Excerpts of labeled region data
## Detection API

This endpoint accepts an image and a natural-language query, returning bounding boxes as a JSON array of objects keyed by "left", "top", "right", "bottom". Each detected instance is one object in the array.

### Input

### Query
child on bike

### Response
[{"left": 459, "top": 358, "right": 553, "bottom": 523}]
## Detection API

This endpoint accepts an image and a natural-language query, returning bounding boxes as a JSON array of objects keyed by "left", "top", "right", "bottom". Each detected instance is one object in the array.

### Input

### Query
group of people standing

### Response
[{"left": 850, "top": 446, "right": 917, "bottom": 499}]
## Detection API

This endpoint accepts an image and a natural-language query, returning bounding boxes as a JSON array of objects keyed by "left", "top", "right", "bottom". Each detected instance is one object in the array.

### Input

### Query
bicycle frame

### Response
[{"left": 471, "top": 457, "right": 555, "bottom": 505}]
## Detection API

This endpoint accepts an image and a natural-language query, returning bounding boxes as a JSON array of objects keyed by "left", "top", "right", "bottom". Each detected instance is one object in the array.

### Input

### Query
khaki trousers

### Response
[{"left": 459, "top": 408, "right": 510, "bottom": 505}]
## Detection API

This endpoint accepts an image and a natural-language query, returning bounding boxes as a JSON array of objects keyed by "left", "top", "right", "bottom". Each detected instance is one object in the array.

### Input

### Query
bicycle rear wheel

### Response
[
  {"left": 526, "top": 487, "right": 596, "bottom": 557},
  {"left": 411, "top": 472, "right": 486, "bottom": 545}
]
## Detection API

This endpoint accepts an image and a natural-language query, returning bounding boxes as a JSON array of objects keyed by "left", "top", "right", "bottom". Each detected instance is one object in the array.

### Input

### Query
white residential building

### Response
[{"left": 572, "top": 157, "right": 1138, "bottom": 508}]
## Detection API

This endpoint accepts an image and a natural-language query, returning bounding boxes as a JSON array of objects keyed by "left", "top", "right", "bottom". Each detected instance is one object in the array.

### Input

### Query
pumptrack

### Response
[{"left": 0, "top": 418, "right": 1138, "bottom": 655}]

● **Job**: Rename "Detection API" to "Localization API" in every row, and write out all the lines again with nothing else altered.

● **Output of the task**:
## Localization API

This endpoint accepts an image and a natural-language query, returning bounding boxes as a JSON array of objects keyed by "left", "top", "right", "bottom". Each detected instance is one object in the array.

### Input

### Query
child on bike

### Response
[{"left": 459, "top": 358, "right": 553, "bottom": 523}]
## Localization API

This endpoint accepts an image and a natural-language query, returning bounding boxes as a JSON array of objects keyed by "left", "top", "right", "bottom". Each detected instance is one object in the array.

### Input

### Query
group of people standing

### Response
[{"left": 850, "top": 446, "right": 917, "bottom": 499}]
## Localization API

This endpoint accepts an image and a natural-language query, returning bounding boxes as a JSON array of objects keyed by "left", "top", "right", "bottom". Each detected instance is one object in the array.

### Input

### Query
bicycle frame

### Response
[{"left": 471, "top": 457, "right": 555, "bottom": 505}]
## Localization API

This endpoint accepts an image and a natural-language query, returning bounding boxes as a JSON array of objects keyed by "left", "top", "right", "bottom". Each detected instance is one object in the array.

### Input

### Query
khaki trousers

### Response
[{"left": 459, "top": 408, "right": 510, "bottom": 505}]
## Localization API

This endpoint accepts an image and a natural-language query, returning bounding boxes as a JSON array of objects keyed by "left", "top", "right", "bottom". Each detected instance is one object in the array.

### Input

### Query
bicycle rear wheel

### Response
[
  {"left": 526, "top": 487, "right": 596, "bottom": 557},
  {"left": 411, "top": 472, "right": 486, "bottom": 545}
]
## Localization API

This endpoint accepts an image and a natural-language query, returning bounding boxes as a JSON array of objects keyed by "left", "top", "right", "bottom". Each detected instance is one object in the array.

### Input

### Query
white residential building

### Response
[{"left": 572, "top": 157, "right": 1138, "bottom": 508}]
## Localization API

This endpoint accepts an image and a natural-language query, returning bounding boxes as a JSON array of objects keyed by "left", "top", "right", "bottom". Each detected instance is one object in the array.

### Input

### Query
pumptrack

### Response
[{"left": 0, "top": 418, "right": 1138, "bottom": 655}]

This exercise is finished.